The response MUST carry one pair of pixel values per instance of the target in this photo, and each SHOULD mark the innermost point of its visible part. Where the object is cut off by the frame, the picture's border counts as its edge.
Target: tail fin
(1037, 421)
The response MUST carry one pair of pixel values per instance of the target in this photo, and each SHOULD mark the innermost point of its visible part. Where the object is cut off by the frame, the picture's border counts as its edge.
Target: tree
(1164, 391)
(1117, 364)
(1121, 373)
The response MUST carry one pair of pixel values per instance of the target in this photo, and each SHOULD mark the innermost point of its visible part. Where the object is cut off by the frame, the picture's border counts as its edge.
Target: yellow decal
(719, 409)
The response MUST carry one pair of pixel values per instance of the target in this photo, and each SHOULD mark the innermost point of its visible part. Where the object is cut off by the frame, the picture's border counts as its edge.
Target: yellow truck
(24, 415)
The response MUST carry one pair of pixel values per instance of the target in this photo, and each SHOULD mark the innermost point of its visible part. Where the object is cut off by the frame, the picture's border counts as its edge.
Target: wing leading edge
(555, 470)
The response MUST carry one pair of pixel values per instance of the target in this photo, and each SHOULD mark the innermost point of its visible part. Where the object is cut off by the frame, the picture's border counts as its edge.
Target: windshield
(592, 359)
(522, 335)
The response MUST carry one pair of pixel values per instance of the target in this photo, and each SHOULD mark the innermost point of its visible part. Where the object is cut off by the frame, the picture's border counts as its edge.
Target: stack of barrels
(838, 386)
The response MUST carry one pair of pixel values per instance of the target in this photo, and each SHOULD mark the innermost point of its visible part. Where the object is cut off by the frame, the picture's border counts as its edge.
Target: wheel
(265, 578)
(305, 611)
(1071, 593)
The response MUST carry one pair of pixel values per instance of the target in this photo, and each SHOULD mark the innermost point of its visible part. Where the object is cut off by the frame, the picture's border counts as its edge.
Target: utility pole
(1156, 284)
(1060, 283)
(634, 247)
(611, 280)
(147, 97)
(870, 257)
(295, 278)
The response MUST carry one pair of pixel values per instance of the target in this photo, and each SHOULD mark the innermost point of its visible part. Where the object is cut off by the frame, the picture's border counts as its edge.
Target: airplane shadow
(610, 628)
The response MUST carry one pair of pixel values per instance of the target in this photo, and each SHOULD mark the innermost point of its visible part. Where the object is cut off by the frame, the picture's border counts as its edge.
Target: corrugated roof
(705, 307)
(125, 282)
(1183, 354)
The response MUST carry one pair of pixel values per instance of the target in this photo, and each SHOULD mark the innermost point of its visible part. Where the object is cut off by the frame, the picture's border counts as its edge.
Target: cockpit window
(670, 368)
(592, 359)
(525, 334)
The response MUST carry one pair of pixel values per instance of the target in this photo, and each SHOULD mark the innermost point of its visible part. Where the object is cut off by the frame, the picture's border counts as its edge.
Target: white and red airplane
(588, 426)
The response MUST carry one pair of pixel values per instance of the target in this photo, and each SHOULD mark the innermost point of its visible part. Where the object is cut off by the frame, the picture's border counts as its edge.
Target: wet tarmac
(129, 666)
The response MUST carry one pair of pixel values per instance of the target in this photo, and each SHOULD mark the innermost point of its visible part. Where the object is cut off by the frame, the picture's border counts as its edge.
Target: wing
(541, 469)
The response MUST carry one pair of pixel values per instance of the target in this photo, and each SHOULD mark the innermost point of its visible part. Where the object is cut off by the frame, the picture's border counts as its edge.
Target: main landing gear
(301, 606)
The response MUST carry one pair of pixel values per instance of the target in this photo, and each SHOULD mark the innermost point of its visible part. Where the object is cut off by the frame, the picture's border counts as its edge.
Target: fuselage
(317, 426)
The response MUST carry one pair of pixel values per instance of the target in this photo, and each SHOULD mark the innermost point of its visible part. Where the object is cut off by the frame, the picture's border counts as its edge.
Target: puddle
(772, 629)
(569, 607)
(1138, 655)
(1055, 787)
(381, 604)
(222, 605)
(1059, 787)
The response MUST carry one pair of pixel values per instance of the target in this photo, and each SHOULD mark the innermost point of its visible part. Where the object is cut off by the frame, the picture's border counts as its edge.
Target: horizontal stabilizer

- **Work to complete**: I'd like the records returned exactly as they were written, please.

- **Result below**:
The response MUST carry one pair of pixel values per instance of the target in this photo, and each SHOULD mark the innermost point of its visible part. Where the object is cut off by the frame, the picture's border counts as its edge.
Target: tail fin
(1037, 421)
The response MUST carry one pair of pixel values per instance of the target in this photo, and each SHOULD mark the innermost point of its visible part. Where the object is cut off by the frame, the picture's border counts as its edge.
Target: tree
(1164, 391)
(1117, 364)
(1121, 373)
The response MUST carry one pair of pixel values per instance of the target in this photo, and each SHOULD mark the innermost point of its visible part. Where the object is cut off by the frame, the picture's border counts as its edge.
Target: yellow decal
(719, 409)
The response MUST carry one pair of pixel values per instance of the target in this photo, and each SHOULD mark the innermost point of its visible part. Where the object is cut off by the frame, the picture's border counts as its edge.
Target: yellow truck
(24, 415)
The response MUST carry one pair of pixel values per instance of the target in this photo, and each SHOULD mark the innermost point of its visible part. Where the object is cut off by the frame, the picture's border counts as its edge.
Target: wing leading edge
(555, 470)
The response MUST carry one pair of pixel values per instance of the target in this photo, and each SHOULD mark the innermost point of its visible part. Where the object is cut off by the frame, the picture's border counts as its edge.
Target: windshield
(592, 359)
(522, 335)
The response MUST carry one pair of pixel values per instance of the target in this photo, and each SHOULD mark the innermost point of its visible part. Where the object is cut off by the frame, the picture's border counts as its edge.
Target: stack of barrels
(838, 386)
The response MUST carry one pair of pixel values per instance of the target in this photo, and each SHOULD mark the innermost point of its visible part. Where the object is cut off by the frame, the picture's border counts as its edge.
Target: wheel
(265, 578)
(305, 611)
(1071, 593)
The response MUST carry one pair of pixel values per instance of the target in this photo, and each SHOULD mark the innermost point of its visible part. Where the object is cut off by the frame, the picture's border counts as its edge.
Target: utility pole
(1156, 284)
(1060, 283)
(634, 247)
(611, 280)
(147, 97)
(870, 257)
(295, 278)
The response MUST carry one pair of pixel values per instance of the target in this photo, and each SHOULD mark the innermost point of its visible part. Where the object is cut off by the frame, the picture's border counts as its edge.
Target: airplane shadow
(610, 628)
The response MUST carry one pair of pixel values per instance of the target in this photo, and each SHOULD mark the innermost point of its visible part. Where the object is cut off by the frame, the picture's border counts as its edge.
Target: corrugated roof
(705, 307)
(125, 282)
(1183, 354)
The response MUST carry one pair of pixel values per instance of the target in this photo, and each SHOULD mark the innermost point of its visible part. Where the object is cut off by the frame, the picture's border counts as its edge.
Target: cockpit window
(670, 368)
(592, 359)
(525, 334)
The response MUST carry one pair of pixel values per instance of the target in this photo, and each SHOULD mark the innermost point of its visible part. Where the object is cut off by the frame, the picture's border counts as its edge.
Target: white and red airplane
(588, 426)
The response MUST carry one pair of pixel values per instance of the target in this photo, and each SHOULD mark the innermost point of its visible part. Where the object is cut off by the frame, the picture's border counts as its edge.
Target: wet tarmac
(129, 666)
The response MUST carry one pair of pixel values per instance of the target in this photo, and each SHOULD mark the innermost point of its visible part. Where the object is cut off by the frame, the picture's border counts as its edge.
Target: wing
(541, 469)
The response MUST carry one pair of pixel values per instance of the target in this photo, and each SHOULD mark the innermost point of its visible part. Where the object is cut off by the frame, the picture's border counts as its edge.
Target: main landing gear
(301, 606)
The response MUST carry one pair of pixel values per instance of the target in this photo, and each SHOULD mark the innermost point of its visible part. Where the object is cut off by the frame, the picture's border counts as its edge.
Target: fuselage
(317, 426)
The response MUST carry one pair of pixel values per instance of the target in this photo, and each SHOULD mark the innermost point of its visible part. Where the object is cut off by the frame, the picture's border counts as its edge.
Target: puddle
(772, 629)
(569, 607)
(1138, 655)
(1055, 787)
(381, 604)
(222, 605)
(1059, 787)
The response MUST carry one pair of pixel values per instance of the target in this photo, and each SHOULD mark the innermost point of its visible part. Where the object is cut off by the frame, the picture's border counts as its edge.
Target: horizontal stabilizer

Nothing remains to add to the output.